**TASK INSTRUCTIONS**. Gather and copy out every line in the listing below that contains the word "wooden". Case matters, so only lines with that exact capitalization count.

## Start INPUT RECORDS

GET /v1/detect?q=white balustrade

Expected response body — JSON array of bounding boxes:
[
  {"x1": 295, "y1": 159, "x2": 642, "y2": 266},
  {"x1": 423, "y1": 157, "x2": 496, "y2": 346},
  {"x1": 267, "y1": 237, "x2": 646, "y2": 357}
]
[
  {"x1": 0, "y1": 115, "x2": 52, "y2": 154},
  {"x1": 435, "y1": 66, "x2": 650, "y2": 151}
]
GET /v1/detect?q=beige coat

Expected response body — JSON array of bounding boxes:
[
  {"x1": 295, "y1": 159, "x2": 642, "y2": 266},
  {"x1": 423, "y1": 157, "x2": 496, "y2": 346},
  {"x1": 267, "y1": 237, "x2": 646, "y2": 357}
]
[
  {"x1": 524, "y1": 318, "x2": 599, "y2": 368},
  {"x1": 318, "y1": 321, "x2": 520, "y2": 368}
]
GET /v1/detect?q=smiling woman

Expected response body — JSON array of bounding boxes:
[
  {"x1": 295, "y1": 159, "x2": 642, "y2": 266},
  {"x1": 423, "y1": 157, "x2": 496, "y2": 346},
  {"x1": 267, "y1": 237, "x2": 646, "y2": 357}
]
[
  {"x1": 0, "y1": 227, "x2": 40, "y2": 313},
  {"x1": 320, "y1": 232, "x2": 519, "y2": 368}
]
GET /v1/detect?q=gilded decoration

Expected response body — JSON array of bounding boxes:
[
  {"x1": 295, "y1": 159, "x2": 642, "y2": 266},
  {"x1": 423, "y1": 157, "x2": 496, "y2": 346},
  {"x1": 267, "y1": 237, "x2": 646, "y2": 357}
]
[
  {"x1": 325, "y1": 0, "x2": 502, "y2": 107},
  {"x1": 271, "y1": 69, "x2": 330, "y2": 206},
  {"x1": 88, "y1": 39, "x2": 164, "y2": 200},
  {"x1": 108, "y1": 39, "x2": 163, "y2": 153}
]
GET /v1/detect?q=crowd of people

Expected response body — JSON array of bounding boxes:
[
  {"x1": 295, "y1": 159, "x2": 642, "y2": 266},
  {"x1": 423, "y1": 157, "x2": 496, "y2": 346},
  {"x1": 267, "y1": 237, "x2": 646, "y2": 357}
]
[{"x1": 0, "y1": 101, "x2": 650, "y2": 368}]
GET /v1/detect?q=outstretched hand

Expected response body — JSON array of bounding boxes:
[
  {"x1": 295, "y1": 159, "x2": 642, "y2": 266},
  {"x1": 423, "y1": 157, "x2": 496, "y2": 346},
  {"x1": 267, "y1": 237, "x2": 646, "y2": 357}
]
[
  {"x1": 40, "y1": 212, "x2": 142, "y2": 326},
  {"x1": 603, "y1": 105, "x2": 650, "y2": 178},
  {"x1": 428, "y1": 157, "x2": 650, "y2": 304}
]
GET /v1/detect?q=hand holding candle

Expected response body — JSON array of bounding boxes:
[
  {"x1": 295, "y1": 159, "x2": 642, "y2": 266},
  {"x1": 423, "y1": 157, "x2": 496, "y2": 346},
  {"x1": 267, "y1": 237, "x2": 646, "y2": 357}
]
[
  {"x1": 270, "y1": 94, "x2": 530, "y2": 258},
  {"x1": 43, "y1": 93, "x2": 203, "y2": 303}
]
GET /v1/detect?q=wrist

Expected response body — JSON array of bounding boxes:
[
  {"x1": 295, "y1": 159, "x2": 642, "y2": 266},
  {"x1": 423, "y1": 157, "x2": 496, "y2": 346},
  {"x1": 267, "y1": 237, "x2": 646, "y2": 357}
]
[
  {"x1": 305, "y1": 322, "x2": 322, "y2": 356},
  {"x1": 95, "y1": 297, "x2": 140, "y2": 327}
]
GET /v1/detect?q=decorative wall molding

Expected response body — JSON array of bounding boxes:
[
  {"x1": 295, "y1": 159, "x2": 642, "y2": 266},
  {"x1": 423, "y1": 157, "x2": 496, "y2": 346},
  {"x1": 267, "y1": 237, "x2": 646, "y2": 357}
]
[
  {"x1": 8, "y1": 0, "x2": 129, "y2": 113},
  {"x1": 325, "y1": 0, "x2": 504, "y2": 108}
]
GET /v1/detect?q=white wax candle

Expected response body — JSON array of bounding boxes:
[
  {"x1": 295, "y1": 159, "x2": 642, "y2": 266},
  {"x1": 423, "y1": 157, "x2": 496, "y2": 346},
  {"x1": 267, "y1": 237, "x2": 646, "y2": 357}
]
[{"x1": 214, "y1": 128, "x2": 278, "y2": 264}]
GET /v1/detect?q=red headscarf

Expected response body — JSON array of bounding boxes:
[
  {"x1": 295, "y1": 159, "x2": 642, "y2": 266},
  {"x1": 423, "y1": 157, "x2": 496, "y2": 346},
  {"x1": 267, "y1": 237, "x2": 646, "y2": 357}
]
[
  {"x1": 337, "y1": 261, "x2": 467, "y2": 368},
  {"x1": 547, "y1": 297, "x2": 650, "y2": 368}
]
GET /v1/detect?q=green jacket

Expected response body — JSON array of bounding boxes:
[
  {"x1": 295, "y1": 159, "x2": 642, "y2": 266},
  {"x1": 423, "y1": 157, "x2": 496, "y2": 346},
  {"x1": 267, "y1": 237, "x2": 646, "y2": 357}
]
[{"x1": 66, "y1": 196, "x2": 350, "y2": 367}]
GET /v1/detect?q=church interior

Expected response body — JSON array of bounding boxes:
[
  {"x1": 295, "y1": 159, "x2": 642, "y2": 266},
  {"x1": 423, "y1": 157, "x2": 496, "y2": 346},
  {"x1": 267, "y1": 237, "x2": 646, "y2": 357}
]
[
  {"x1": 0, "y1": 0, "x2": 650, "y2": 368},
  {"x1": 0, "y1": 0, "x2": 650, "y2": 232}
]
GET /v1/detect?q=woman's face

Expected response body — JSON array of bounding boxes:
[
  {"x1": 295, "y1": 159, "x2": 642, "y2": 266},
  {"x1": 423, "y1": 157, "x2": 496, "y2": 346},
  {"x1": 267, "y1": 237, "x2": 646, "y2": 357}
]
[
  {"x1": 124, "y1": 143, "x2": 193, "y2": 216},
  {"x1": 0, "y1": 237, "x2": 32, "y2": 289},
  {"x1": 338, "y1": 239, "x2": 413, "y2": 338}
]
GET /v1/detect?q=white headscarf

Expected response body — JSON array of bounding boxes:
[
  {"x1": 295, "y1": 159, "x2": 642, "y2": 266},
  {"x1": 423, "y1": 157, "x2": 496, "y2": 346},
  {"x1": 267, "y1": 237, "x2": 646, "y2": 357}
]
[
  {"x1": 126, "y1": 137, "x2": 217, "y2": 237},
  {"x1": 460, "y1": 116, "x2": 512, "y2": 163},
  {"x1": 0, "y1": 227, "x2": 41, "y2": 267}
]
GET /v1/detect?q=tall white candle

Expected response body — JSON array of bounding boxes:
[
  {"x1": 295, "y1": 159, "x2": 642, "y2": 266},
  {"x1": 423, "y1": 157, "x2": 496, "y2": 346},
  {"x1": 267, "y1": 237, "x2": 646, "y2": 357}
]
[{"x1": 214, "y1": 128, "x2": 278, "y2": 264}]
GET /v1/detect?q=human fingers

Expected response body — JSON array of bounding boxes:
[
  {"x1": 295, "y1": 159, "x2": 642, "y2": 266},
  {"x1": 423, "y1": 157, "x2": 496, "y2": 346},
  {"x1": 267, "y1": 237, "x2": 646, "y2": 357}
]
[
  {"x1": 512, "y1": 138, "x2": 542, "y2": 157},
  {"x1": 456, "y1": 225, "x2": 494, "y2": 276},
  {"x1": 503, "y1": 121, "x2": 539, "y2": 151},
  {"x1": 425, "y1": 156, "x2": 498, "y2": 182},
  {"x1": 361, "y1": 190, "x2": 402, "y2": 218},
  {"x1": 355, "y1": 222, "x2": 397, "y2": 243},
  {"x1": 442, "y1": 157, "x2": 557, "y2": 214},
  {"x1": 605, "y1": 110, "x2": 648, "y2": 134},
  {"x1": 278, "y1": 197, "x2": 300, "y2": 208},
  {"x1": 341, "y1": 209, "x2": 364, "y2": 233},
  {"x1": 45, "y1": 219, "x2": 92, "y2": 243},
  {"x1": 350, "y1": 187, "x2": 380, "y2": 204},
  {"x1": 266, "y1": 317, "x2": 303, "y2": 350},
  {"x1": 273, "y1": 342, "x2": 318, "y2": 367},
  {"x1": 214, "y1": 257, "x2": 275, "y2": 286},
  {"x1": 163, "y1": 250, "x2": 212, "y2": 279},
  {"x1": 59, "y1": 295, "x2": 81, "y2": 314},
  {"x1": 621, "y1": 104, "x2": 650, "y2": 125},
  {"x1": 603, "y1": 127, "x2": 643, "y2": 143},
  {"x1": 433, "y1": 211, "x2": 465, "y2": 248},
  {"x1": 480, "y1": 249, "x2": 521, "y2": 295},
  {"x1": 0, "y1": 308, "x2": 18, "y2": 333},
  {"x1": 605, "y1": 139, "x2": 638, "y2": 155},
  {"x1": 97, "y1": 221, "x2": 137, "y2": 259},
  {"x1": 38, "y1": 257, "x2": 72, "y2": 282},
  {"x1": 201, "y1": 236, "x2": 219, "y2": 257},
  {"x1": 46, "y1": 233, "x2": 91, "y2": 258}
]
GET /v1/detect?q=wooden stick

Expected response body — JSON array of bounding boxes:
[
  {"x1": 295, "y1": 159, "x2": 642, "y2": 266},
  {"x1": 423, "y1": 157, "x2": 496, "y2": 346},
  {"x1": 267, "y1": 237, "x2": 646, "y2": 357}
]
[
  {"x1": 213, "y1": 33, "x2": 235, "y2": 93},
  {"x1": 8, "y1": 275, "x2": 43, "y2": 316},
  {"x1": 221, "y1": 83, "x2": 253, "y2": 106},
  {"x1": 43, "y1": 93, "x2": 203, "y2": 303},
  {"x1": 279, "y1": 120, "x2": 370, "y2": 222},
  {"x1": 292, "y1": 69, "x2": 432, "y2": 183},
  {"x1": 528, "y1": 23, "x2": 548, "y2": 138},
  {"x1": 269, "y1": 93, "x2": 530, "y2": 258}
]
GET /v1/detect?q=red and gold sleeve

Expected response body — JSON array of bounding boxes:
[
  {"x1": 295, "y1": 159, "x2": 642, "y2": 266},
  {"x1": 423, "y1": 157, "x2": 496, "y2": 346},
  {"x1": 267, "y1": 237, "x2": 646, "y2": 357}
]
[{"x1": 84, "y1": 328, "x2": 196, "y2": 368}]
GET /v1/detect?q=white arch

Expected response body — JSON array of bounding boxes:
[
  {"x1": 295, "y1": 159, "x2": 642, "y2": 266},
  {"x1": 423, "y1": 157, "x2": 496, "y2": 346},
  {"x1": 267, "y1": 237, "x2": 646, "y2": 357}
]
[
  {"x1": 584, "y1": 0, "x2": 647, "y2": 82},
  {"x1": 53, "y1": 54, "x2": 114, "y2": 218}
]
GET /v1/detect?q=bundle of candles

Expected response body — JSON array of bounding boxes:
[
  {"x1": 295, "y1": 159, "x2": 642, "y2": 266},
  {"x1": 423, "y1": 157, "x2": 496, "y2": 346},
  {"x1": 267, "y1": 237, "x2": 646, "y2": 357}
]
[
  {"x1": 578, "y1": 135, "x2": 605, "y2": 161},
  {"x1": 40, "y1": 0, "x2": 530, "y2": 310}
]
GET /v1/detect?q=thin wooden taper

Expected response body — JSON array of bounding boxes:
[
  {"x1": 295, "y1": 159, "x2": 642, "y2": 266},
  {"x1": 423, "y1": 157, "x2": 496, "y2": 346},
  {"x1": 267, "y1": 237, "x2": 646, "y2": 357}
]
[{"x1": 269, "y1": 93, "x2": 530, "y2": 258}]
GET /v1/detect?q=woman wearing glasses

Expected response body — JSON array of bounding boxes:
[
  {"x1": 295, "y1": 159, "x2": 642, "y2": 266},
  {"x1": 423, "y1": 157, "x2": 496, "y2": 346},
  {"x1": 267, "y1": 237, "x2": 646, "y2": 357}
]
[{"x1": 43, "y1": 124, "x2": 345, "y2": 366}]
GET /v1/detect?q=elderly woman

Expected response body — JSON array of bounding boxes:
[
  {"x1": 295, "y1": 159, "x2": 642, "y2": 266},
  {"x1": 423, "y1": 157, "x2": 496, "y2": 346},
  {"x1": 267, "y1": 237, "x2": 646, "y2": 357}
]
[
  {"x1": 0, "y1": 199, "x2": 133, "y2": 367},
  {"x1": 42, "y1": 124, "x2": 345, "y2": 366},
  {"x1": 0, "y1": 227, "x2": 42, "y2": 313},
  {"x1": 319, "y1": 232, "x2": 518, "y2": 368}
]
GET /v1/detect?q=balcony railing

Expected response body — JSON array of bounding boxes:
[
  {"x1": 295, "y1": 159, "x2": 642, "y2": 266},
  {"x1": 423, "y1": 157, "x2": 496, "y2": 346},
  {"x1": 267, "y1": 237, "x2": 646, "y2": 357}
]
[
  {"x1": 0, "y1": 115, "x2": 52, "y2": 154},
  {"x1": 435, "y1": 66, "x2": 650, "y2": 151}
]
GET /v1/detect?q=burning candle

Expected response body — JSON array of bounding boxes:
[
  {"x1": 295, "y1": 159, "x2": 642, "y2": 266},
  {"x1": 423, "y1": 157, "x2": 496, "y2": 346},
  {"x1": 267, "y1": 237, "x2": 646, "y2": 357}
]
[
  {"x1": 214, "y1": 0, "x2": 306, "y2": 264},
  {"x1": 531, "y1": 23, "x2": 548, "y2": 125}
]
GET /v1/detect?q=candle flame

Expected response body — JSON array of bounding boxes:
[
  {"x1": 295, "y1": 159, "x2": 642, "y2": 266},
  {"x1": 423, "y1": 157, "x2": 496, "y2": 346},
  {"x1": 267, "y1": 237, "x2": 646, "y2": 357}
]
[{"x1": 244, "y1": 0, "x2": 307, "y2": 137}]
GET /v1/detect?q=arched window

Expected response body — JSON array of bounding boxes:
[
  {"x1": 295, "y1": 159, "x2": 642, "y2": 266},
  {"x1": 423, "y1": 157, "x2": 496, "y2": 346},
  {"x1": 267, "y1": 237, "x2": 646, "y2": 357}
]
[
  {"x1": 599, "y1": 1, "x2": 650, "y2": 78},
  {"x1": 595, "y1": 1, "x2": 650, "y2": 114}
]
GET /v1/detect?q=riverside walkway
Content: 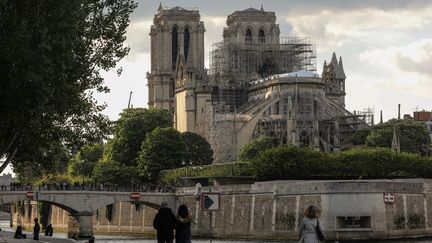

## End INPUT RECORDS

**TASK RESPONSE**.
GET /v1/detect?q=wooden stick
GET /v1/detect?q=thin wooden taper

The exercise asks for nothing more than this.